#### [Required actions]
1. Rewrite the paragraph beginning "Normally, internship applicants" from the article on the NSA's digital arms race in shorter form, keeping its main facts.
2. Resume the article on the NSA's preparations for digital warfare, picking up after its last sentence.

#### [Document excerpt]
Sunday, December 14, 2014

Analysis: The Digital Arms Race: NSA Preps America for Future Battle

The Digital Arms Race: NSA Preps America for Future Battle

By Jacob Appelbaum, Aaron Gibson, Claudio Guarnieri, Andy Müller-Maguhn, Laura Poitras, , Leif Ryge, and
Photo Gallery: 'Controlled Escalation' Photos
The NSA's mass surveillance is just the beginning. Documents from Edward Snowden show that the intelligence agency is arming America for future digital wars -- a struggle for control of the Internet that is already well underway.
Normally, internship applicants need to have polished resumes, with volunteer work on social projects considered a plus. But at Politerain, the job posting calls for candidates with significantly different skill sets. We are, the ad says, "looking for interns who want to break things."

(Point localization data)
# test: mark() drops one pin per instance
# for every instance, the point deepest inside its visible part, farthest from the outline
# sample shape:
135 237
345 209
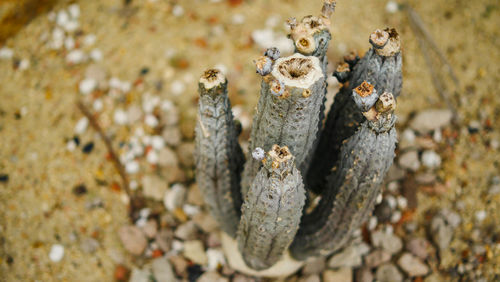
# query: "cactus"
345 160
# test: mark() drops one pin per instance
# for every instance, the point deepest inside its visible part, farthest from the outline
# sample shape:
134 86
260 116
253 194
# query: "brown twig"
134 199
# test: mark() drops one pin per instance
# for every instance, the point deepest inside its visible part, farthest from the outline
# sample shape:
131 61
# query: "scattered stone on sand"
429 120
412 265
388 273
409 160
154 187
133 239
162 270
377 258
314 265
343 274
349 257
387 241
418 247
195 251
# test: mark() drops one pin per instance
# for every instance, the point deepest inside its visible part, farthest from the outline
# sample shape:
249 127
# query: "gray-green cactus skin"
381 69
219 158
271 211
346 164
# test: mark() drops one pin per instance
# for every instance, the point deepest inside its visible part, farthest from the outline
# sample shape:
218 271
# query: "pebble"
418 247
133 239
429 120
154 187
363 274
377 258
162 270
431 159
344 274
412 265
388 273
81 125
186 231
215 258
409 160
212 276
349 257
87 86
314 265
89 245
56 253
194 251
387 241
6 53
174 198
76 56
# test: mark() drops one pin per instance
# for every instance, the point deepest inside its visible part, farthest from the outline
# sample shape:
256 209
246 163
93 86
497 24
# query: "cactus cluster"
264 199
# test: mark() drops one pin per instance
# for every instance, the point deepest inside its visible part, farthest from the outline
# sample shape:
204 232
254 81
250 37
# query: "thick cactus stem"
287 111
353 187
219 159
271 211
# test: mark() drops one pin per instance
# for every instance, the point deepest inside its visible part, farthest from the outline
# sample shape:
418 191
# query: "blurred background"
134 65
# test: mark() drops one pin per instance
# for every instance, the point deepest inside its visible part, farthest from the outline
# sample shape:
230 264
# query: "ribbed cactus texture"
344 157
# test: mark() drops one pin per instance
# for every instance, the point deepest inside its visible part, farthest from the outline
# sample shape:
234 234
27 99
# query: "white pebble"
89 40
76 56
98 105
6 53
74 10
132 167
56 253
392 7
151 120
157 142
480 215
431 159
96 55
177 87
178 11
120 117
87 86
215 258
152 157
81 125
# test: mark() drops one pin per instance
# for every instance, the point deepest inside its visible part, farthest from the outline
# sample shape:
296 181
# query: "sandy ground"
38 114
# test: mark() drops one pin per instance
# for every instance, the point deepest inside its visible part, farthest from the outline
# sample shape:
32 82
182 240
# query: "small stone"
363 274
87 86
314 265
377 258
409 160
388 273
344 274
212 276
349 257
194 251
387 241
186 231
89 245
215 259
154 187
172 135
412 265
133 239
429 120
175 197
162 270
418 247
140 275
150 228
431 159
56 253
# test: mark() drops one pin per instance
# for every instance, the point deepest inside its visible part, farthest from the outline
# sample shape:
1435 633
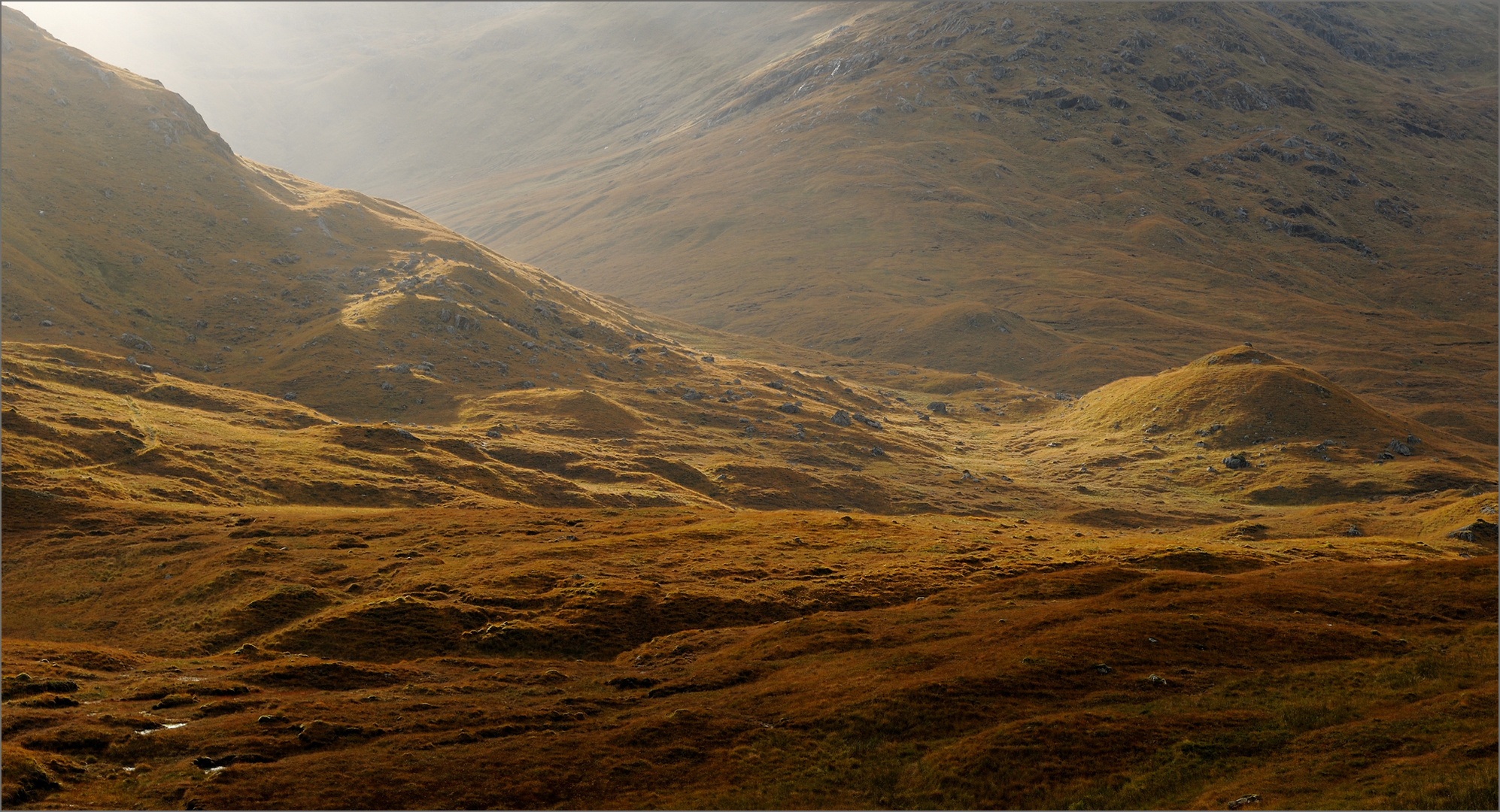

#### [Answers for the exercise]
1. Internship applicants usually need polished resumes, and volunteer work on social projects counts in their favor. Politerain's job posting asks for very different skills: its ad seeks interns "who want to break things."

2.
Politerain is not a project associated with a conventional company. It is run by a US government intelligence organization, the National Security Agency (NSA). More precisely, it's operated by the NSA's digital snipers with Tailored Access Operations (TAO), the department responsible for breaking into computers. Potential interns are also told that research into third party computers might include plans to "remotely degrade or destroy opponent computers, routers, servers and network enabled devices by attacking the hardware." Using a program called Passionatepolka, for example, they may be asked to "remotely brick network cards." With programs like Berserkr they would implant "persistent backdoors" and "parasitic drivers". Using another piece of software called Barnfire, they would "erase the BIOS on a brand of servers that act as a backbone to many rival governments."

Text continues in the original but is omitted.